Repeat, exactly and with no pictures, the lines that run from the beginning of the entries through the line containing "pixel 86 81".

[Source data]
┌──
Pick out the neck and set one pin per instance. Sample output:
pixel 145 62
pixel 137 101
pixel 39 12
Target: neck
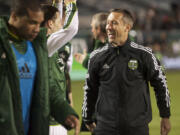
pixel 13 32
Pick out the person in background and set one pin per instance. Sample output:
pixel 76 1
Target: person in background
pixel 98 29
pixel 116 86
pixel 53 22
pixel 25 100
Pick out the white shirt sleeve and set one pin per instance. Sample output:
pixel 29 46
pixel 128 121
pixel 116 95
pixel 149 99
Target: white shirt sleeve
pixel 70 60
pixel 61 37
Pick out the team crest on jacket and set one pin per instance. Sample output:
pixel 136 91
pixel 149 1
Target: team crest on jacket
pixel 133 64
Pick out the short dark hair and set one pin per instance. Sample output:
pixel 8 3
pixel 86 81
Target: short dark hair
pixel 101 20
pixel 127 15
pixel 20 7
pixel 49 13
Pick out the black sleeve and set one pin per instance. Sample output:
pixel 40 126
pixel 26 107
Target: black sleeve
pixel 157 78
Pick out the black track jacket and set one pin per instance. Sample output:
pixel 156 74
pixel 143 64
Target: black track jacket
pixel 116 86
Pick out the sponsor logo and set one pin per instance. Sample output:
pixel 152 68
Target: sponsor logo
pixel 106 66
pixel 133 64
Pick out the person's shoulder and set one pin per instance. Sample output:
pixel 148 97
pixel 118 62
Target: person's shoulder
pixel 99 51
pixel 140 48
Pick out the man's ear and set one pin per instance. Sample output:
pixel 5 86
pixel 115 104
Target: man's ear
pixel 50 24
pixel 128 27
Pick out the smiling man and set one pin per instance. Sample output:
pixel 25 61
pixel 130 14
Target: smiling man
pixel 116 85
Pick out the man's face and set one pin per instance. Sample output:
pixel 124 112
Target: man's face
pixel 57 23
pixel 115 28
pixel 28 26
pixel 94 30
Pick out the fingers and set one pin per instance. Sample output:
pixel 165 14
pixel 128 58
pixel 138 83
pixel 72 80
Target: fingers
pixel 73 122
pixel 91 127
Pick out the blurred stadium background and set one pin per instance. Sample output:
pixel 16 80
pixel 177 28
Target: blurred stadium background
pixel 157 26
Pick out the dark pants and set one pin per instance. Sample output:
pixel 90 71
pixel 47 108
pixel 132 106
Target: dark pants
pixel 139 130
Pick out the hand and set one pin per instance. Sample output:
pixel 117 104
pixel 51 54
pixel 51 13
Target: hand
pixel 73 122
pixel 91 127
pixel 165 126
pixel 80 57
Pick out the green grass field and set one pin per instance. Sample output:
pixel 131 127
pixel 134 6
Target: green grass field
pixel 173 78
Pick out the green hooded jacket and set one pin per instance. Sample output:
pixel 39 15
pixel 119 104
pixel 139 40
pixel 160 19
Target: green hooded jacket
pixel 44 101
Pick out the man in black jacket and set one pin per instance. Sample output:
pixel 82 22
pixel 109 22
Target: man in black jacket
pixel 117 83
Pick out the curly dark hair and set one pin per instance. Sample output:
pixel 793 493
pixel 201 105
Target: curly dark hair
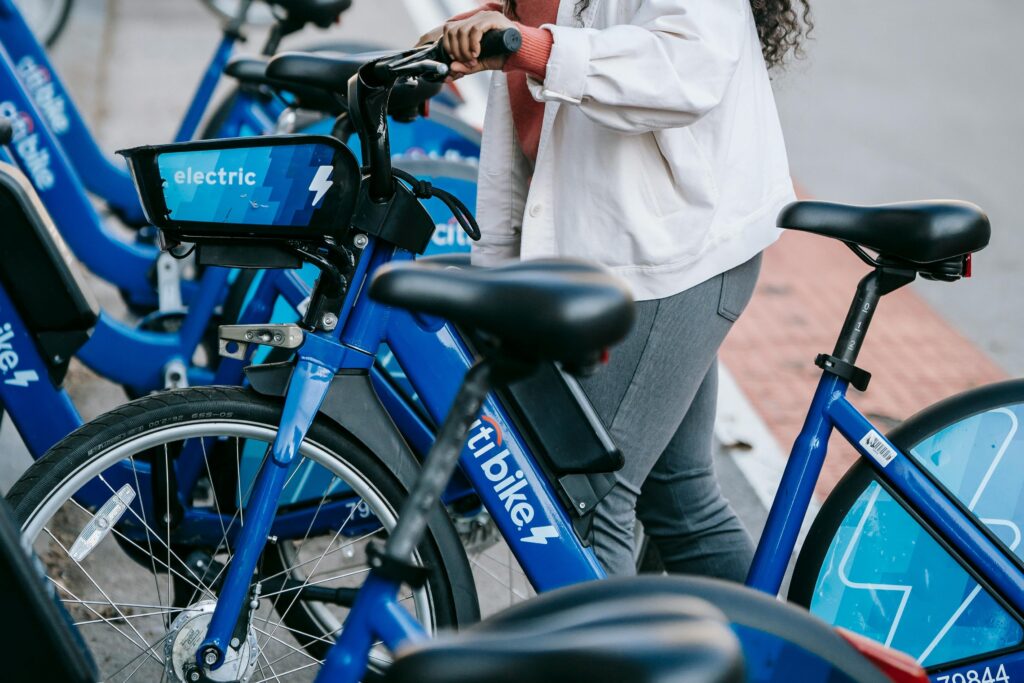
pixel 782 25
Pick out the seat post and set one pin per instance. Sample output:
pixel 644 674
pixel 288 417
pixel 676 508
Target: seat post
pixel 871 288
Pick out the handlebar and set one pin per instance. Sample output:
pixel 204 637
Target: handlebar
pixel 432 61
pixel 369 93
pixel 494 44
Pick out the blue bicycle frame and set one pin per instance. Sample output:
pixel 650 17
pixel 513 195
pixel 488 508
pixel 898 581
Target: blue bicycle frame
pixel 829 410
pixel 102 176
pixel 523 505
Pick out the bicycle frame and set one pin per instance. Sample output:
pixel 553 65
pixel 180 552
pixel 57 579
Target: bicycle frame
pixel 830 410
pixel 496 460
pixel 102 176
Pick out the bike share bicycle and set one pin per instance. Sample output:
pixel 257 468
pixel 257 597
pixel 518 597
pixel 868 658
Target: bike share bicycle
pixel 209 559
pixel 919 545
pixel 162 351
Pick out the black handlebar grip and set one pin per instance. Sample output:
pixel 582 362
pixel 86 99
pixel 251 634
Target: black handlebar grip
pixel 500 43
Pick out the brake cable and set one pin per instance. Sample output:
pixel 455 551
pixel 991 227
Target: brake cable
pixel 424 190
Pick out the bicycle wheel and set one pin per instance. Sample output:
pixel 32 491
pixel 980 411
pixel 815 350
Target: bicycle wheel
pixel 869 565
pixel 140 594
pixel 46 17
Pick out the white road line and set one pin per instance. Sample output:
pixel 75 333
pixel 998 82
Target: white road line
pixel 751 443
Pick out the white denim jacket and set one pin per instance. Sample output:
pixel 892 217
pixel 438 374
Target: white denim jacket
pixel 662 156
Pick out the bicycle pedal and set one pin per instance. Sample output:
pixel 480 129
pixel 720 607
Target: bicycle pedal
pixel 235 339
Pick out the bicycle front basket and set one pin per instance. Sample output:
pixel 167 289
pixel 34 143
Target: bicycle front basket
pixel 254 188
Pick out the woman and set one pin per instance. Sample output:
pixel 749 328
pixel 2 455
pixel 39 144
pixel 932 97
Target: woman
pixel 642 134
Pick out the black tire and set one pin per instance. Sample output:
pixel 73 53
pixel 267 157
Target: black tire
pixel 451 587
pixel 907 435
pixel 48 34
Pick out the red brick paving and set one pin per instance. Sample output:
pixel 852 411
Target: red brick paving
pixel 915 357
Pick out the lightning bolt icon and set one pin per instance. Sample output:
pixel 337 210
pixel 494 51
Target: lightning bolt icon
pixel 23 378
pixel 322 182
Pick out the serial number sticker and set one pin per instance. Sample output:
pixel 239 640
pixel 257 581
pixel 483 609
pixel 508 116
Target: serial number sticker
pixel 878 447
pixel 972 676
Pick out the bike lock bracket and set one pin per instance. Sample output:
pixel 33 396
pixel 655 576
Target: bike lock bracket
pixel 855 376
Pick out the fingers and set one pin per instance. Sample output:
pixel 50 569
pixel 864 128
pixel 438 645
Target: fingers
pixel 462 39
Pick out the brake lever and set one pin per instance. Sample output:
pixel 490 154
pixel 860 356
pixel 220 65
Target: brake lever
pixel 427 69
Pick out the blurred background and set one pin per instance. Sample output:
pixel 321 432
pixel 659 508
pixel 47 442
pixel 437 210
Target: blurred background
pixel 891 101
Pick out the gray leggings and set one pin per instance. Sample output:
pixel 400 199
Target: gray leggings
pixel 657 395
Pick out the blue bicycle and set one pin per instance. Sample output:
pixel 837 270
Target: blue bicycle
pixel 240 522
pixel 161 350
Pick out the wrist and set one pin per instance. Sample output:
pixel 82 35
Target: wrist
pixel 532 56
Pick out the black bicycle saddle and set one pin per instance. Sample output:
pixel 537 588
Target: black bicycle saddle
pixel 921 232
pixel 318 12
pixel 600 638
pixel 252 71
pixel 539 310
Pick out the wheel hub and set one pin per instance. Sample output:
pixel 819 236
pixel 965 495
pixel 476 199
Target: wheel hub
pixel 186 635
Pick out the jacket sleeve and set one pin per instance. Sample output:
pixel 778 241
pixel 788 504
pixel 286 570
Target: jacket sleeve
pixel 666 69
pixel 503 184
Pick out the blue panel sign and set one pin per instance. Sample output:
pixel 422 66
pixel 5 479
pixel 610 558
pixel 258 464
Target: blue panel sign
pixel 275 185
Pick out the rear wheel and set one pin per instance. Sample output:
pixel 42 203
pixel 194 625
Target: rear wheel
pixel 869 565
pixel 136 587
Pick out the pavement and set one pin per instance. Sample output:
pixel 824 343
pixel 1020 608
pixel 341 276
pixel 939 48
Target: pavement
pixel 893 101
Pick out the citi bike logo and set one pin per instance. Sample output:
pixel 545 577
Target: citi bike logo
└──
§ Answer section
Pick out the neck and set one pin per instance. Sample output:
pixel 145 62
pixel 137 101
pixel 39 12
Target: neck
pixel 13 32
Pick out the person in background and set one pin per instance. Sample output:
pixel 76 1
Target: person in background
pixel 98 29
pixel 116 86
pixel 53 22
pixel 25 100
Pick out the white shirt sleeve and set one pin per instance. Sample output:
pixel 29 46
pixel 128 121
pixel 116 95
pixel 149 99
Target: white shirt sleeve
pixel 70 60
pixel 61 37
Pick out the team crest on jacket and set one pin per instance. Sample output:
pixel 136 91
pixel 149 1
Target: team crest on jacket
pixel 133 64
Pick out the short dark hair and set one pin per instance. Sample output:
pixel 8 3
pixel 86 81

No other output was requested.